__BRANO SCELTO__.
▬▬▬▬▬▬▬▬▬▬

Il principio, dal quale si sviluppa quella teoria, è questo, che i mezzi
debbono avere per base l'intelligenza e il calcolo delle forze che movono gli
uomini. È chiaro che in queste forze c'è l'assoluto e il relativo, e il torto
del Machiavelli, comunissimo a tutt'i grandi pensatori, è di avere espresso in
modo assoluto tutto, anche ciò che è essenzialmente relativo e variabile.
Il
machiavellismo, in ciò che ha di assoluto o di sostanziale, è l'uomo
considerato come un essere autonomo e bastante a se stesso, che ha nella sua
natura i suoi fini e i suoi mezzi, le leggi del suo sviluppo, della sua
grandezza e della sua decadenza, come uomo e come società. Su questa base
sorgono la storia, la politica, e tutte le scienze sociali. Gl'inizi della
scienza sono ritratti, discorsi, osservazioni di uomo che alla coltura classica
unisca esperienza grande, e un intelletto chiaro e libero. Questo è il
machiavellismo, come scienza e come metodo. Ivi il pensiero moderno trova la
sua base e il suo linguaggio. Come contenuto, il machiavellismo su' rottami del
medio evo abbozza un mondo intenzionale, visibile tra le transazioni e i
vacillamenti dell'uomo politico, un mondo fondato sulla patria, sulla
nazionalità, sulla libertà, sull'uguaglianza, sul lavoro, sulla virilità e
serietà dell'uomo.

▬▬▬▬▬▬▬▬▬▬

__DATI FORNITI__.
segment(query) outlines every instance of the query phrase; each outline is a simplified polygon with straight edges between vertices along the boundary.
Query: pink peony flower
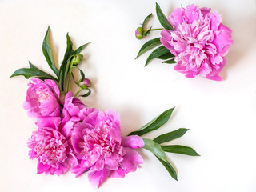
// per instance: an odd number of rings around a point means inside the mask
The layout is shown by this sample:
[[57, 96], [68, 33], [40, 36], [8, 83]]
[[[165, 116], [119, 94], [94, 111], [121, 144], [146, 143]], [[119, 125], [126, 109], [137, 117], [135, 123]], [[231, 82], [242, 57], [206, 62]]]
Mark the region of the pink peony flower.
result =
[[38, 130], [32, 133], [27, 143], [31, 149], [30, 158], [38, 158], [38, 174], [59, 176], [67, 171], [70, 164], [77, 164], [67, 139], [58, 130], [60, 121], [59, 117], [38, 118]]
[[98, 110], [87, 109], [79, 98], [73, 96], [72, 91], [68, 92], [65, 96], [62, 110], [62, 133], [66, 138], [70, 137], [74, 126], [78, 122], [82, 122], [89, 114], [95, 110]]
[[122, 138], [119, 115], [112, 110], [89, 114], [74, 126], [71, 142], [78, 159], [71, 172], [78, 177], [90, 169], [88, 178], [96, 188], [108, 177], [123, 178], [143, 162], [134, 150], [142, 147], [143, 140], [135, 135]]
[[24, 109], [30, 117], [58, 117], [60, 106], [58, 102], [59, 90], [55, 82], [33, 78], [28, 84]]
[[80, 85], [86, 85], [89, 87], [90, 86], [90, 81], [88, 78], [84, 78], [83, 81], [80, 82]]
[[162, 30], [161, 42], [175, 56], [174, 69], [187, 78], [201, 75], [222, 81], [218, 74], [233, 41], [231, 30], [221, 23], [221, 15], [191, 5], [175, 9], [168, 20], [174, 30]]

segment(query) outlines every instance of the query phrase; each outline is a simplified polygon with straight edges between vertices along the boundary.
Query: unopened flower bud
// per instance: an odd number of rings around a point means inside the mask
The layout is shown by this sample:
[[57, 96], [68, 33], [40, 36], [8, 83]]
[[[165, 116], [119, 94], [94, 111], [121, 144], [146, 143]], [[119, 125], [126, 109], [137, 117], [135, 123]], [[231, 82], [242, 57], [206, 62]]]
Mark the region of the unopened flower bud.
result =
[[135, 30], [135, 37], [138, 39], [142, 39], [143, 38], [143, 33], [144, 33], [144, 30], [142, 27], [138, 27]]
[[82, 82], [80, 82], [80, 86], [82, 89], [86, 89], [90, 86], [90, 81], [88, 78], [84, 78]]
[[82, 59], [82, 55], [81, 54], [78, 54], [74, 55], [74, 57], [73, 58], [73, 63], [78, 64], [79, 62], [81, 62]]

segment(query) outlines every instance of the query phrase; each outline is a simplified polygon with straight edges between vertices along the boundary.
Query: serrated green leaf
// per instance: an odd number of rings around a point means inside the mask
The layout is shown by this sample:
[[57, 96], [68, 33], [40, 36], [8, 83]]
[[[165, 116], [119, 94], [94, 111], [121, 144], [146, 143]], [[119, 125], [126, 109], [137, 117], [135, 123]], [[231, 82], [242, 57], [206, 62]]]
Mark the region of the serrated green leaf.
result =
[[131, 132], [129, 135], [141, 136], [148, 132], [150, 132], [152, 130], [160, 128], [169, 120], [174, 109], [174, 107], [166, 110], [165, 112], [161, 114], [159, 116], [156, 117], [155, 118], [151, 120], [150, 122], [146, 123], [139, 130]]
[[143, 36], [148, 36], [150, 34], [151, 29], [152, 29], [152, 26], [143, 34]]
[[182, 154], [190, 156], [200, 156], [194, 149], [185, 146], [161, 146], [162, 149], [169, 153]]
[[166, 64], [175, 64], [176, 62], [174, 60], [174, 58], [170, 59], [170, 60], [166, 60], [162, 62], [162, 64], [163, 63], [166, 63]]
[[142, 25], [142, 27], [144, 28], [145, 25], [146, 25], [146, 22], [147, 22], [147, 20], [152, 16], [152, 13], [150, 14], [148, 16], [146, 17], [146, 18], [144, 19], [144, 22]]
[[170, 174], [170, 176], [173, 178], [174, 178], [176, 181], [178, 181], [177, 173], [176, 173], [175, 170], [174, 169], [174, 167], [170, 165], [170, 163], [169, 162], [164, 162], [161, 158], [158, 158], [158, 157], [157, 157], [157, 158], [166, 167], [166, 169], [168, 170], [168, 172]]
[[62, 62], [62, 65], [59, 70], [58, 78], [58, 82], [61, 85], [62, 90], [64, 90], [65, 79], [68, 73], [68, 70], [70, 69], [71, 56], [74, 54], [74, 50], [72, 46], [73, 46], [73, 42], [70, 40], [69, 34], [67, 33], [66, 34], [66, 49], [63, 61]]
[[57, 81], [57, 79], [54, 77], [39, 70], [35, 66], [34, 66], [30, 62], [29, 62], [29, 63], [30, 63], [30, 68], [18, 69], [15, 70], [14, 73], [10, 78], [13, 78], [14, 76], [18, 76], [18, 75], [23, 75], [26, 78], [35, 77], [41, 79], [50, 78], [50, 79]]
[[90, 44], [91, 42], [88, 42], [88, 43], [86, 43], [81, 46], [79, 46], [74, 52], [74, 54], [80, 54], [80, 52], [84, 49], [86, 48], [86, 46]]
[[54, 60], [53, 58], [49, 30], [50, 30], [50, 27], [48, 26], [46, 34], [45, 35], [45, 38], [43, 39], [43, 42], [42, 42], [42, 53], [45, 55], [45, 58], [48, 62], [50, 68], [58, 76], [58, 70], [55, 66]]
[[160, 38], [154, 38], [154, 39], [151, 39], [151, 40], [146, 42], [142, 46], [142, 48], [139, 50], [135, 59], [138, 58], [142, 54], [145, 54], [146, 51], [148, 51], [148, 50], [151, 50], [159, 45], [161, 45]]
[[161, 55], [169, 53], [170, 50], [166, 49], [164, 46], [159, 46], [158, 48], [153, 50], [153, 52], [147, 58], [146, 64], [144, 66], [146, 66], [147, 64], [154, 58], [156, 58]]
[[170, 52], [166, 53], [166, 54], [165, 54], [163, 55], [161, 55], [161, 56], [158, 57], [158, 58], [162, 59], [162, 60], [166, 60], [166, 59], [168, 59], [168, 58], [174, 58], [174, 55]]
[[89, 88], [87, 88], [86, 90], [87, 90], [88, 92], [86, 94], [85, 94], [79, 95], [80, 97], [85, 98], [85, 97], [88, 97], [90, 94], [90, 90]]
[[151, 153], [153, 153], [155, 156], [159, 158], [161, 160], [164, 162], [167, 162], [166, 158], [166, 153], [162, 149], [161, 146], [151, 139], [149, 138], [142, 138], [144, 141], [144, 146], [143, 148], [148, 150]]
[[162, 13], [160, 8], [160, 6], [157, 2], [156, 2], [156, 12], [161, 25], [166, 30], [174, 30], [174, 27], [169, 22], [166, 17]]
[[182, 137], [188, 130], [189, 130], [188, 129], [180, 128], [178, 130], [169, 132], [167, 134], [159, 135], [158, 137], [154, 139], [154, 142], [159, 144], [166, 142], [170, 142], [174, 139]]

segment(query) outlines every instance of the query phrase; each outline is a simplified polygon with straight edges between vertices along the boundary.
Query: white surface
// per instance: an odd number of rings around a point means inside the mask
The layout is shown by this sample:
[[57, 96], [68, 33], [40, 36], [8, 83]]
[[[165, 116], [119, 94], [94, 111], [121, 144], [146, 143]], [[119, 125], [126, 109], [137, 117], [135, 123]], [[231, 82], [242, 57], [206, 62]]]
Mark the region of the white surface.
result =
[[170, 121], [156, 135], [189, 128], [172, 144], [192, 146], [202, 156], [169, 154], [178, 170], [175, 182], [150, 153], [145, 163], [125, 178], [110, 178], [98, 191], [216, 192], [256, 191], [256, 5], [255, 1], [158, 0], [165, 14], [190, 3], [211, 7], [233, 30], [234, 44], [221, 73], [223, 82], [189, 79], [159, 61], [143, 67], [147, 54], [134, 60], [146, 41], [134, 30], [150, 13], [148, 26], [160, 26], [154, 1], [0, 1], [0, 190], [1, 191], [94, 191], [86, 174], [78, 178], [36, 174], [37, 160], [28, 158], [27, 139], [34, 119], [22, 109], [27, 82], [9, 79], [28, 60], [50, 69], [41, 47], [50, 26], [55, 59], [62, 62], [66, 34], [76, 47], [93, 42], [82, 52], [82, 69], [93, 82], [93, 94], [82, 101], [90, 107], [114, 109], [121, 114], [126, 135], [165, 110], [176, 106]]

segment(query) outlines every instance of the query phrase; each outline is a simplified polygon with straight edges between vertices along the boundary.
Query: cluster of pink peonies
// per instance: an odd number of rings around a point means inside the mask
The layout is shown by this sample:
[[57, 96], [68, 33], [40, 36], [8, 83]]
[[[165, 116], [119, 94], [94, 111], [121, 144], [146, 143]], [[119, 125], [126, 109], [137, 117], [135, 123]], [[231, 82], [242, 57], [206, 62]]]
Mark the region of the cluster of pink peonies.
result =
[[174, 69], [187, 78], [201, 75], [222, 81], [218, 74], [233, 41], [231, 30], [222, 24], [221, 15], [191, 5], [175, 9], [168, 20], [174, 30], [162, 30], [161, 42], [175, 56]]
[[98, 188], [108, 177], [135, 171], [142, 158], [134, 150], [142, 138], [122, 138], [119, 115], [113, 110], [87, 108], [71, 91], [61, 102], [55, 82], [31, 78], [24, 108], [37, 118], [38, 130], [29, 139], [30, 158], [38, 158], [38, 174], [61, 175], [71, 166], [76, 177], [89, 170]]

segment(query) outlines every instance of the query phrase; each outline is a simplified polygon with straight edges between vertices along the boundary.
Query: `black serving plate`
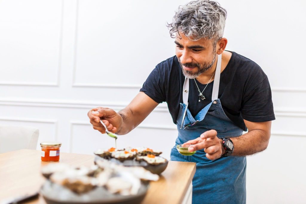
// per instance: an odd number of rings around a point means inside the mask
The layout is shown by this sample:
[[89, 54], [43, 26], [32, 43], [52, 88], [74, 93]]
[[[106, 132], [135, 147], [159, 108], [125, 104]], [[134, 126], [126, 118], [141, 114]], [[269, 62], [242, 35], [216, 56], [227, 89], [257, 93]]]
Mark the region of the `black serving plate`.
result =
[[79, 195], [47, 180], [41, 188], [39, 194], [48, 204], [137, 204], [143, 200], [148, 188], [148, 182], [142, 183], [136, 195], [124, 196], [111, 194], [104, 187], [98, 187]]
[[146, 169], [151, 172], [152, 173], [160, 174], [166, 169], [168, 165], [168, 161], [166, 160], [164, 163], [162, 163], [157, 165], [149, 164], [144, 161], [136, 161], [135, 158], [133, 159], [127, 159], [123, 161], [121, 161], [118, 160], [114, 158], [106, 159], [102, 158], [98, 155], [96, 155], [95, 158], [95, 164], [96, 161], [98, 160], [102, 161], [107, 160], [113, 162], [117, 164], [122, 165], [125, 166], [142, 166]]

▬▬▬▬▬▬▬▬▬▬

__COMPITO 1__. Per favore, riporta il passo del brano sul machiavellismo che inizia con "Il principio, dal" e termina con "relativo e variabile.".
__COMPITO 2__. Riprendi il brano sul machiavellismo e proseguilo dopo la sua ultima frase.

__RISULTATO 1__.
Il principio, dal quale si sviluppa quella teoria, è questo, che i mezzi
debbono avere per base l'intelligenza e il calcolo delle forze che movono gli
uomini. È chiaro che in queste forze c'è l'assoluto e il relativo, e il torto
del Machiavelli, comunissimo a tutt'i grandi pensatori, è di avere espresso in
modo assoluto tutto, anche ciò che è essenzialmente relativo e variabile.

__RISULTATO 2__.
In
letteratura, l'effetto immediato del machiavellismo è la storia e la politica
emancipate da elementi fantastici, etici, sentimentali, e condotte in forma
razionale; è il pensiero volto agli studi positivi dell'uomo e della natura,
messe da parte le speculazioni teologiche e ontologiche; è il linguaggio
purificato della scoria scolastica e del meccanismo classico, e ridotto nella
forma spedita e naturale della conversazione e del discorso. È l'ultimo e più
maturo frutto del genio toscano. Su questa via incontriamo prima Francesco
Guicciardini con tutti gli scrittori politici della scuola fiorentina e veneta,
poi Galileo Galilei con la sua illustre coorte di naturalisti.
Francesco
Guicciardini, ancorche di pochi anni più giovane di Machiavelli e di
Michelangiolo, già non sembra della stessa generazione. Senti in lui il
precursore di una generazione più fiacca e più corrotta, della quale egli ha
scritto il vangelo ne' suoi Ricordi. Ha le stesse aspirazioni del
Machiavelli. Odia i preti. Odia lo straniero. Vuole l'Italia unita. Vuole anche
la libertà, concepita a modo suo, con una immagine di governo stretto e
temperato, che si avvicina a' presenti ordini costituzionali o misti. Ma sono
semplici desidèri, e non metterebbe un dito a realizzarli.
“Tre
cose, - scrive - desidero vedere innanzi alla mia morte, ma dubito, ancora che
vivessi molto, non ne vedere alcuna: uno vivere di repubblica bene ordinato
nella città nostra, Italia liberata da tutt'i barbari, e liberato il mondo
della tirannide di questi scelerati preti.”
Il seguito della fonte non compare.